*Tasks to carry out:*
**1)** In the forum thread on deceptive CDs and MP3s, which work on the CD appears to be the only complete one?
**2)** Translate this sentence from the forum thread on deceptive CDs and MP3s into Spanish: "For classical music, this is a major issue."
**3)** Reproduce the passage of the forum thread on deceptive CDs and MP3s between "I very nearly" and "a little research.", inclusive.

[start of Document segment]

# Deceptive CDs / MP3s



## Weston (Jul 11, 2008)

I very nearly purchased the mp3 version of the CD below. The samples sound great but something stopped me. For one thing, Amazon doesn't tell us which track goes with which composer and when there are multiple composers this can become an issue. I wanted to be sure I could label the tracks properly so I did a little research.

It turns out the Mendelssohn (Op. 49) is a four movement piece and only two of them appear here. The Op. 83 is the Max Bruch, an eight movement work of which only three appear here. The only complete work appears to be the Farrenc, Op. 45.

Well now I'm so angry I won't even consider the Farrenc.









Link to full page with track descriptions

Have you run across deceptive situations like that?


----------



## KenOC (Mar 7, 2011)

Amazon track listings (Google too from what I hear) often lack composer's names on downloads. For classical music, this is a major issue. But since classical music makes up only 2-3% of their market, it's unlikely they'll spend much in the way of resources remedying this.


----------



## brotagonist (Jul 11, 2013)

[end of Document segment]
[start of Data lines]

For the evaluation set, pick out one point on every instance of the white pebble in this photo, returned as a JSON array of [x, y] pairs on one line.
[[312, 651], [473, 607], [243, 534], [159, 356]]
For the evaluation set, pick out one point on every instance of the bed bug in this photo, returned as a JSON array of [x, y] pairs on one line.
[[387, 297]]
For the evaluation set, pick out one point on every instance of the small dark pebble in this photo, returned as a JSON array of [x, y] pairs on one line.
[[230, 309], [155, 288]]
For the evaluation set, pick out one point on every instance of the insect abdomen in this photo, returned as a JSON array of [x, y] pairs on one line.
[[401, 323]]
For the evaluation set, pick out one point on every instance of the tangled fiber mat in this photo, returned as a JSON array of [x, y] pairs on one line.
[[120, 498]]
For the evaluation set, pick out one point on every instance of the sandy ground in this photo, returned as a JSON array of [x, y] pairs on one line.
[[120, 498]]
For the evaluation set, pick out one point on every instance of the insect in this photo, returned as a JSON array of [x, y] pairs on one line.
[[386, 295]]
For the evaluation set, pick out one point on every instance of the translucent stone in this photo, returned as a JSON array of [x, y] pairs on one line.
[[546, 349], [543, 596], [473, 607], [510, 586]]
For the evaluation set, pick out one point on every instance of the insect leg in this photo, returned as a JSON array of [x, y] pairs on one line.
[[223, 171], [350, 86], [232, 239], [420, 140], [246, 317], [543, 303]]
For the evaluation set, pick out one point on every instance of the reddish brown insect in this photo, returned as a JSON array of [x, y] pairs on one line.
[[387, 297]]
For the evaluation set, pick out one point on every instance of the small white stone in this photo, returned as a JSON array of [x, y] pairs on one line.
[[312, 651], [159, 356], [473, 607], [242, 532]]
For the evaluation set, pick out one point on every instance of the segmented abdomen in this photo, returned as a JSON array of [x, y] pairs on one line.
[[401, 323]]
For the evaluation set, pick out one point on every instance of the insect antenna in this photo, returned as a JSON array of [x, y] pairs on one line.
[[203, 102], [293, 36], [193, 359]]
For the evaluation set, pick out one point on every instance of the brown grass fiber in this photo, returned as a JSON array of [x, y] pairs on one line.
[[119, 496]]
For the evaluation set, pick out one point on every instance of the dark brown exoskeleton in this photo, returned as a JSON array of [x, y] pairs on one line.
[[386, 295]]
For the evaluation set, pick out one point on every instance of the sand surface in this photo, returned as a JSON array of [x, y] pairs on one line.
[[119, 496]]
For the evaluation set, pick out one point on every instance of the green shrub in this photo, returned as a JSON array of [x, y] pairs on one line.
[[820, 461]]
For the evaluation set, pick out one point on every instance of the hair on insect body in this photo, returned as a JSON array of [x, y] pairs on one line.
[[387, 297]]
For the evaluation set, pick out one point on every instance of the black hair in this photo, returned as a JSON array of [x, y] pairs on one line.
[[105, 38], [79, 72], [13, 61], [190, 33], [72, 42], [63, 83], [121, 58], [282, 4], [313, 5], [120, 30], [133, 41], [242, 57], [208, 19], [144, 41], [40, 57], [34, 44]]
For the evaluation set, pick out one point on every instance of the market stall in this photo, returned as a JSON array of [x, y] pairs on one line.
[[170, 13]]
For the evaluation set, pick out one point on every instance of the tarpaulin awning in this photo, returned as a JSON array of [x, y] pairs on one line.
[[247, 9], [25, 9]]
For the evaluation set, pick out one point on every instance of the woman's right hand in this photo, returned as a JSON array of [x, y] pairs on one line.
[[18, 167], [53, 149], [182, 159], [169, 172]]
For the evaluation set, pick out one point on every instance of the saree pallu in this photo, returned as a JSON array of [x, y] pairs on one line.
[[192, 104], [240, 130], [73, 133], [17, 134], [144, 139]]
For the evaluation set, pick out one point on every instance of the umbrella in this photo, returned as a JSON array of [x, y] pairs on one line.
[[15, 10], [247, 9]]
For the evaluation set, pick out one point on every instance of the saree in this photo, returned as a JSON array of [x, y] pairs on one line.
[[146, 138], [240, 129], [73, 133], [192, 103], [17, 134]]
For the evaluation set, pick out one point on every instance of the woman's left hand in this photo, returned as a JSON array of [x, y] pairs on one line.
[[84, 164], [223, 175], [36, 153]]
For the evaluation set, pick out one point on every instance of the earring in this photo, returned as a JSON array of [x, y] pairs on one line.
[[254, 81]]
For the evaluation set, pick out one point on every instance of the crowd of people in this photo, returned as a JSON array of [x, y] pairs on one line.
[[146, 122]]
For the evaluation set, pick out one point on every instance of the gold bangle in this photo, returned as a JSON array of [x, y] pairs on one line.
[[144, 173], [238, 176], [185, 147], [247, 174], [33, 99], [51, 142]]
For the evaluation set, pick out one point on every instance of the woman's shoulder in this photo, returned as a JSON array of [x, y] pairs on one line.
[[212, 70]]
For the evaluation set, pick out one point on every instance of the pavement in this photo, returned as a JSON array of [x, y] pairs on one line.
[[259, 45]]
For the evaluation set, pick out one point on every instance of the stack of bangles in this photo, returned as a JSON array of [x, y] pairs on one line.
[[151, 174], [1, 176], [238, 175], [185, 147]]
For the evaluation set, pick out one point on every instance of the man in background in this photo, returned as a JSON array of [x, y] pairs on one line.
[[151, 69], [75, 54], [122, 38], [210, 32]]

[end of Data lines]
[start of Data lines]

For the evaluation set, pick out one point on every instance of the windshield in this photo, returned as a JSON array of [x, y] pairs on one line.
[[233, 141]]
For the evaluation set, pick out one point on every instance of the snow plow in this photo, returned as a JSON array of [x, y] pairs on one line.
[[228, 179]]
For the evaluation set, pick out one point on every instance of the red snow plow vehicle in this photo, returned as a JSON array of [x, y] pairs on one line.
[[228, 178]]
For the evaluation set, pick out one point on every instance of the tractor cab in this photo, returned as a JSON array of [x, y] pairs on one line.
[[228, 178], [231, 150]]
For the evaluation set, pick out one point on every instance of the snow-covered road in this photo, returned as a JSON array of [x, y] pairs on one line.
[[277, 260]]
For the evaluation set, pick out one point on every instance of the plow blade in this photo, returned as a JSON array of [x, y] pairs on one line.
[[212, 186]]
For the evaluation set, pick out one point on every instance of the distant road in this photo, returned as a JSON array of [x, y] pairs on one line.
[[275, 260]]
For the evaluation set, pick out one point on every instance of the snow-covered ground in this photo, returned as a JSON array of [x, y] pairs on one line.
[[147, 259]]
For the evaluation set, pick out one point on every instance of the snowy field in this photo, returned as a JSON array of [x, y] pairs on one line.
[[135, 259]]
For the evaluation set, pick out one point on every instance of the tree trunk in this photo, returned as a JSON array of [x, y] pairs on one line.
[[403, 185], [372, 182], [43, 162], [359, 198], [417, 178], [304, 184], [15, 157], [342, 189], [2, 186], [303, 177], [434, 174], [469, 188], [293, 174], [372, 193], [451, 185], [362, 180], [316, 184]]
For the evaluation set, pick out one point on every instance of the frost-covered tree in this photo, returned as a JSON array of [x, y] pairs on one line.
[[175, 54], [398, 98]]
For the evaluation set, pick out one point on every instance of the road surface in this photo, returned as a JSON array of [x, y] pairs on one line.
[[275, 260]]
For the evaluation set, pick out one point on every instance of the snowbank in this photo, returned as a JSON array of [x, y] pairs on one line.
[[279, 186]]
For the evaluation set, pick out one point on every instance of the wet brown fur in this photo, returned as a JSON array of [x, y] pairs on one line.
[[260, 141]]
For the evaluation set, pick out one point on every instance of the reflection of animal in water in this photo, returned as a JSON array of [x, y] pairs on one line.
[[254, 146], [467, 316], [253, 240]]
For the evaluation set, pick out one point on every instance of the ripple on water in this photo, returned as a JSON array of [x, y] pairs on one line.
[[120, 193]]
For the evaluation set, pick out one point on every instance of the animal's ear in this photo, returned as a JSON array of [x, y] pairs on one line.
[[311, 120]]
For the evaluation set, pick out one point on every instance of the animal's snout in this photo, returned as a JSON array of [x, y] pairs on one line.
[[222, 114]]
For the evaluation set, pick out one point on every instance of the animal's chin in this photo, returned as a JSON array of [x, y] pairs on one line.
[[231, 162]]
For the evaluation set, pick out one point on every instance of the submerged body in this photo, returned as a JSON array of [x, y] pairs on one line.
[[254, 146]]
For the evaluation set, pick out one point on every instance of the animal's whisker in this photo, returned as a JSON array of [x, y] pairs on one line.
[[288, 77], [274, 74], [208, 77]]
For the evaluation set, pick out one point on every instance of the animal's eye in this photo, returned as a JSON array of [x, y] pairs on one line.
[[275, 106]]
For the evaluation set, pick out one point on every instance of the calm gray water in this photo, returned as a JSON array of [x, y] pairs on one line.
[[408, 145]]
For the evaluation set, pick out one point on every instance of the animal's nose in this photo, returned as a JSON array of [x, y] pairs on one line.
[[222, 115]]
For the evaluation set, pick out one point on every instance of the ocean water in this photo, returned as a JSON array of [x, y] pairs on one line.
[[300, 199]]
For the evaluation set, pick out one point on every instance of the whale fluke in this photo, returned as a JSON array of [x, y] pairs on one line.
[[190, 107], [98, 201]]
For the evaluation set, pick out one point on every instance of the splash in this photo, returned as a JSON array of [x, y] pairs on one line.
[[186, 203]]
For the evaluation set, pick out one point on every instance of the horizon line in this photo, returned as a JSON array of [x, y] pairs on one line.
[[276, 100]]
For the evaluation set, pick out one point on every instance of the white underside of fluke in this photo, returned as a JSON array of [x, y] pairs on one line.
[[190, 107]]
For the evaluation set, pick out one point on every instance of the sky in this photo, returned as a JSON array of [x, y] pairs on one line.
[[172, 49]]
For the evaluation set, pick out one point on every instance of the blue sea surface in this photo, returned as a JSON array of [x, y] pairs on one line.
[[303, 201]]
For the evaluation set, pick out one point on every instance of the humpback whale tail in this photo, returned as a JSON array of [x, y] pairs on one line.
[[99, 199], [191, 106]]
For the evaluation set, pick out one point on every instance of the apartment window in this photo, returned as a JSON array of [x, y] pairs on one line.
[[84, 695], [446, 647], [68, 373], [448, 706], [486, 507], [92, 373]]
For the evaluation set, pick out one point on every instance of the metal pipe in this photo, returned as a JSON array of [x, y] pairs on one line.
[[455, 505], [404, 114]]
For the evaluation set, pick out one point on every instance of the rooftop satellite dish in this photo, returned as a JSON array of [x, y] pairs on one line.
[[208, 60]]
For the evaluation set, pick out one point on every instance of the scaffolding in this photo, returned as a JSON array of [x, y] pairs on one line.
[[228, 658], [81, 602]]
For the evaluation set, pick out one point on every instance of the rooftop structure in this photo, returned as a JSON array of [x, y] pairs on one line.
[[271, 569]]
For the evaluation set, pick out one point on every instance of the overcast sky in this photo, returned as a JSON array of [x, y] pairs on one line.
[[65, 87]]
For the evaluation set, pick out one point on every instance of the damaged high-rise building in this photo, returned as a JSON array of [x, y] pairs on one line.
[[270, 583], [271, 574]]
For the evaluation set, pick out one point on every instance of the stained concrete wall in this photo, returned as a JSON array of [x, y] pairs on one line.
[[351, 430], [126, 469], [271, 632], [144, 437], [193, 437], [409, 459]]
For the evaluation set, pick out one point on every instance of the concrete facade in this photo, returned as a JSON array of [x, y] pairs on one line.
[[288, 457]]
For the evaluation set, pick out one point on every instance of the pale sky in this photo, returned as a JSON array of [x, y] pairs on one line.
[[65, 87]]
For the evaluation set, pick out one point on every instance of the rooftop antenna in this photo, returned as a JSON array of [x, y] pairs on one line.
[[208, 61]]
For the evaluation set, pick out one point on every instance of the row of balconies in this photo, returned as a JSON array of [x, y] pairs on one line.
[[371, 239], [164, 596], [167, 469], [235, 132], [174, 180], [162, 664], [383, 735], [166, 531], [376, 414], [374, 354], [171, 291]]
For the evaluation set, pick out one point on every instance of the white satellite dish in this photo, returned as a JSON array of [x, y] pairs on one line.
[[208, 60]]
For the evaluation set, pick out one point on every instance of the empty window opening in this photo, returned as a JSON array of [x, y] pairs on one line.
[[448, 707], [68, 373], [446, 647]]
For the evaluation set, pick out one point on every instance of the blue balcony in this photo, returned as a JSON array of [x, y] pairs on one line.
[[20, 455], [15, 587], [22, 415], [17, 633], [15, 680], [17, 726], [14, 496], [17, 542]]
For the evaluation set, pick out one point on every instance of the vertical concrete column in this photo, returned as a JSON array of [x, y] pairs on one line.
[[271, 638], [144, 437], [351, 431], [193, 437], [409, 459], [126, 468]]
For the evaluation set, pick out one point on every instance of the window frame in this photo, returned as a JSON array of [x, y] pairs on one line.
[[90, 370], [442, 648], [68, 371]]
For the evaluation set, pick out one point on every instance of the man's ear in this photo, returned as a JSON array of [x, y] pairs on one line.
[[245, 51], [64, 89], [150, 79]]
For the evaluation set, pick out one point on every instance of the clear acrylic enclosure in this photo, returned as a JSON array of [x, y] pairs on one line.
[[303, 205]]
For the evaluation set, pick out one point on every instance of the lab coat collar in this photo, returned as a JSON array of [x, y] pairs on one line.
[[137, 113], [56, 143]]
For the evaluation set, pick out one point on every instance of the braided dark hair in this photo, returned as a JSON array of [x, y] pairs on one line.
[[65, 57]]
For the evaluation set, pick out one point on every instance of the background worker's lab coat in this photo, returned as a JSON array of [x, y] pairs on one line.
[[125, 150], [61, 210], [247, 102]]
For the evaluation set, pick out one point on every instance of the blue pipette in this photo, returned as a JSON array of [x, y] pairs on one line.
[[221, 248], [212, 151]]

[end of Data lines]
[start of Data lines]

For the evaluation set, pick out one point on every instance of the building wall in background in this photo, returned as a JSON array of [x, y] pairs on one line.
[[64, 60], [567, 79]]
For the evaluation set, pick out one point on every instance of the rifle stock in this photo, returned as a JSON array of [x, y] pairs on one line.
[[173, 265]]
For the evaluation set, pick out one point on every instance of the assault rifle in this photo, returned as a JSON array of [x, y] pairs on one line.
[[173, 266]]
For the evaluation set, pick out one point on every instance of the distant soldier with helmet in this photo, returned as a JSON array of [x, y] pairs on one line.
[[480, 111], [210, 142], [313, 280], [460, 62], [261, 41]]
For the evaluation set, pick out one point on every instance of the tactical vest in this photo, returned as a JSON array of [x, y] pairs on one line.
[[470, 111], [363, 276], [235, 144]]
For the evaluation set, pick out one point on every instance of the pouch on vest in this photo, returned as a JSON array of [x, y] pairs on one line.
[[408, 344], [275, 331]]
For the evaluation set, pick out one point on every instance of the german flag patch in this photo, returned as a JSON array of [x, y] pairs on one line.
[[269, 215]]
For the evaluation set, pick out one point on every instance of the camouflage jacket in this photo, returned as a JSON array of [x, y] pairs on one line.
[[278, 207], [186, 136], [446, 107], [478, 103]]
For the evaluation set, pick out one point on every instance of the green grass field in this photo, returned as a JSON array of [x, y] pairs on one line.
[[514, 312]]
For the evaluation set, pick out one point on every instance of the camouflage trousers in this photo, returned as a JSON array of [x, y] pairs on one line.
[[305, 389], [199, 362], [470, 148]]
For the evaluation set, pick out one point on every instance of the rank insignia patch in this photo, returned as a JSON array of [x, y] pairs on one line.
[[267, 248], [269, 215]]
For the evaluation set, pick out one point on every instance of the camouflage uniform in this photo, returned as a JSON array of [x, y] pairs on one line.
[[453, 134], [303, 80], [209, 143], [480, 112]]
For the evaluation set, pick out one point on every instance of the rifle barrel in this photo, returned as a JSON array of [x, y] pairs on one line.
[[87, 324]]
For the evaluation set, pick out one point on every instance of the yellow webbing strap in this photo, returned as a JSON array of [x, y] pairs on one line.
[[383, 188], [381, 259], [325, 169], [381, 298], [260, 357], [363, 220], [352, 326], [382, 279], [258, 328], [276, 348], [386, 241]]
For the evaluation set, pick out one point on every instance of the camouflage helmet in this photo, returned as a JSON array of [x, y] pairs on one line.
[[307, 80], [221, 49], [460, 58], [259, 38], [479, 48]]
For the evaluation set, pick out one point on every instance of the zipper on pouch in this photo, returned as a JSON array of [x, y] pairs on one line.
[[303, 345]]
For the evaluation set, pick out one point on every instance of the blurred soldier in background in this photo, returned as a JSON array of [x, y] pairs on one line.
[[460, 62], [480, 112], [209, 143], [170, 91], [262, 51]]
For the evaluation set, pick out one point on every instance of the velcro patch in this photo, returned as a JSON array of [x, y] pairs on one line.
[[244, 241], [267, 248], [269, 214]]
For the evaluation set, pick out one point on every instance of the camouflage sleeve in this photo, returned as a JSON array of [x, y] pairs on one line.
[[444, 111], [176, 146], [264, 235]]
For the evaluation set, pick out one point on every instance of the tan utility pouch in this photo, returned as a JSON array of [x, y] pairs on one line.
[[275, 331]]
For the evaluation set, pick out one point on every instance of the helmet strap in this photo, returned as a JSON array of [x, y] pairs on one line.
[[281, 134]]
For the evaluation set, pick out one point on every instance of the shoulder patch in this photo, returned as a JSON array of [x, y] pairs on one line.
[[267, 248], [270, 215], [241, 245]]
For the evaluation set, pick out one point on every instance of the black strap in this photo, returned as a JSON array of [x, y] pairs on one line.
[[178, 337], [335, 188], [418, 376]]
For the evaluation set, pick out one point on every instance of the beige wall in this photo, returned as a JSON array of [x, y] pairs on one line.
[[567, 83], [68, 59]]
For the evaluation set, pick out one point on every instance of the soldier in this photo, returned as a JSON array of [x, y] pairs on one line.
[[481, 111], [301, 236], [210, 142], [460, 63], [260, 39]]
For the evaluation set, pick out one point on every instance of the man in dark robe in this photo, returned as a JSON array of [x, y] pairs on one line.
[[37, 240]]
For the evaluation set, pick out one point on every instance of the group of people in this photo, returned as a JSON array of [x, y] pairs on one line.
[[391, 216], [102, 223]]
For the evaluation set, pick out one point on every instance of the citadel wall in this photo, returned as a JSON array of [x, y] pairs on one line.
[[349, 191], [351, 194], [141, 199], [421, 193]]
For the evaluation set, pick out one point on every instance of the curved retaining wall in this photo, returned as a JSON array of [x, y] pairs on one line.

[end of Data lines]

*Solved problems:*
**1)** The Farrenc, Op. 45.

**2)** Para la música clásica, este es un problema importante.

**3)**
I very nearly purchased the mp3 version of the CD below. The samples sound great but something stopped me. For one thing, Amazon doesn't tell us which track goes with which composer and when there are multiple composers this can become an issue. I wanted to be sure I could label the tracks properly so I did a little research.